Selection:
⁂

Mailing List Archives
Authenticated access
|
|
|
[Date Prev][Date Next][Thread Prev][Thread Next][Date Index][Thread Index]
[Condor-users] dSlots and RANK expression
- Date: Mon, 2 Apr 2012 09:26:45 +0200
- From: Carsten Aulbert <Carsten.Aulbert@xxxxxxxxxx>
- Subject: [Condor-users] dSlots and RANK expression
Hi all
I'm currently stuck with 7.6.6 and dynamic slots.
We have a set of very important jobs which we tried to push into our cluster
with a very good effective prio (factor 1 instead of 100 or 1000 for other
users). However, this job requires all 4 cores on a single machine and is
being starved for CPU cores:
condor_q -b yields:
25879.000: Run analysis summary. Of 7599 machines,
0 are rejected by your job's requirements
7370 reject your job because of their own requirements
2 match but are serving users with a better priority in the pool
0 match but reject the job for unknown reasons
74 match but will not currently preempt their existing job
0 match but are currently offline
153 are available to run your job
but as these 153 are not on the same machine, the jobs will not start to run.
Question (a): Why is this job not running, is there a way to let Condor
"move"/preempt remote std.universe jobs to make room for this job?

⁂

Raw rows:
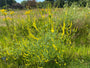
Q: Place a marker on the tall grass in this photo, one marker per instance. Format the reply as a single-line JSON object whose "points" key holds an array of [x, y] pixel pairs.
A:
{"points": [[47, 38]]}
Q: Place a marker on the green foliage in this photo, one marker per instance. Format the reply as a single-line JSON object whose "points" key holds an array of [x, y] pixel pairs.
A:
{"points": [[5, 2], [47, 38]]}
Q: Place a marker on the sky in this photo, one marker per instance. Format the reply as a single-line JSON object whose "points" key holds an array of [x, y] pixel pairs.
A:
{"points": [[19, 1]]}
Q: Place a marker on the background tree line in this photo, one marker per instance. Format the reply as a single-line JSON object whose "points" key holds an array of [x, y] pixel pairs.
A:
{"points": [[44, 4]]}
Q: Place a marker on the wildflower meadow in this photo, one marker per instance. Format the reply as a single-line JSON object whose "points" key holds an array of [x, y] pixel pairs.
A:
{"points": [[45, 38]]}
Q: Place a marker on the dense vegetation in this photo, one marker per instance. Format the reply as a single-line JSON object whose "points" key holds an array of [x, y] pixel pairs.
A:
{"points": [[49, 38]]}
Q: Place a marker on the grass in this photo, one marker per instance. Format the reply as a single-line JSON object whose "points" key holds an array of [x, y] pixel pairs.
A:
{"points": [[45, 38]]}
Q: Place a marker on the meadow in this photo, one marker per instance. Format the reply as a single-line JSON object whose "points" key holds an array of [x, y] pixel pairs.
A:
{"points": [[45, 38]]}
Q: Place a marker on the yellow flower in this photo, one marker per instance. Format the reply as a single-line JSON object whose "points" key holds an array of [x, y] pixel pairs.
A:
{"points": [[64, 64], [5, 13], [7, 18], [52, 30], [62, 50], [6, 59], [3, 10], [59, 64], [12, 12], [46, 60], [54, 46], [27, 12]]}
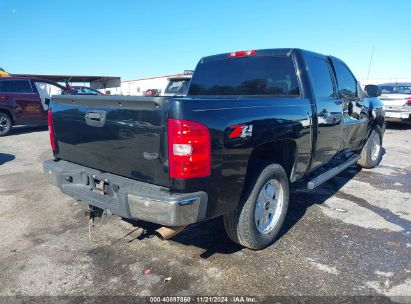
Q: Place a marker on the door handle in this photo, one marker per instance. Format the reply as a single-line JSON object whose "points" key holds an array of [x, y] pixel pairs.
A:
{"points": [[96, 118]]}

⁂

Brief 1:
Could you format the rows from the line holding "Q: Place a marker on the sky" through the end of the rows, inclusive, as a Markdown table with the columns Number and Line? Skip blank lines and leave the pictures out of the answer.
Brief 2:
Can you resume the Condor mailing list post, writing on from its last sentence?
The Condor mailing list post and the rows have no connection to each other.

Task result 1:
| Number | Line |
|---|---|
| 1 | Q: Place a marker on the sky in this photo, one marker per instance. Format the reply as a single-line JSON object whose "points" key holds an array of [x, y] pixel pairs. |
| 2 | A: |
| 3 | {"points": [[19, 1]]} |
| 4 | Q: Place a marker on the background tree line in this photo, one marker per instance. Format the reply as a single-line JSON object whose "points" key holds an array of [x, y] pixel pairs. |
| 5 | A: |
| 6 | {"points": [[44, 4]]} |
| 7 | Q: Place a marker on the wildflower meadow in this photo, one marker per instance. Format the reply as a single-line JSON object whose "points" key holds an array of [x, y] pixel pairs. |
| 8 | A: |
| 9 | {"points": [[45, 38]]} |
| 10 | Q: Place a marker on the dense vegetation in this photo, one marker per instance. Format the reply as a single-line JSON object whose "points" key holds an array of [x, y] pixel pairs. |
| 11 | A: |
| 12 | {"points": [[49, 38]]} |
| 13 | Q: Place a marker on the grass in this photo, one marker per instance. Format the reply as a single-line JSON object whose "points" key holds an array of [x, y] pixel pairs. |
| 14 | A: |
| 15 | {"points": [[45, 38]]} |
| 16 | Q: Place a marker on the meadow in this photo, one marker per instance. Format the reply as a single-line JSON object whose "points" key holds an array of [x, y] pixel pairs. |
| 17 | A: |
| 18 | {"points": [[45, 38]]} |
| 19 | Q: Place a marker on the yellow flower in this photo, one marker per instance. Format the reply as a single-line JSON object whose "points" key holds an array of [x, y] pixel pairs. |
| 20 | A: |
| 21 | {"points": [[64, 64], [5, 13], [7, 18], [52, 30], [62, 50], [6, 59], [3, 10], [59, 64], [12, 12], [46, 60], [54, 46], [27, 12]]} |
| 22 | Q: Place a marker on the door handle in this photo, one marker per instance. Format the reply as a single-line JSON object whose "points" key holds an array of [x, y] pixel pairs. |
| 23 | A: |
| 24 | {"points": [[96, 118]]} |

Task result 2:
Thus, I thought I could help Condor a bit by adding a few nodes with special
START/RANK settings, e.g. instead of
START=TRUE
RANK=0.0
I tried various versions like:
START = (Target.RemoteOwner == "highprio@xxxxxxxxxxx") || (Target.JobUniverse
== 1)
RANK = ( Owner =?= "highprio@xxxxxxxxxxx" )
the start expression works ok - at least from what I've seen - that only std
universe jobs get matched, but these are not pushed from the machine by the
waiting jobs submitted by "highprio".
question (b): Is machine RANK evaluate on a "subslot" basis? I think this
would explain why there will never be a match by the "RequestCpus=4" job from
aboce, when the subslot has fewer cores
question (c) Do I need condor_defrag from 7.7? If yes, is it considered safe
to run 7.6 submit and execute machines along with a few 7.7 execute machines?
question (d): Is my way of thinking totally flawed?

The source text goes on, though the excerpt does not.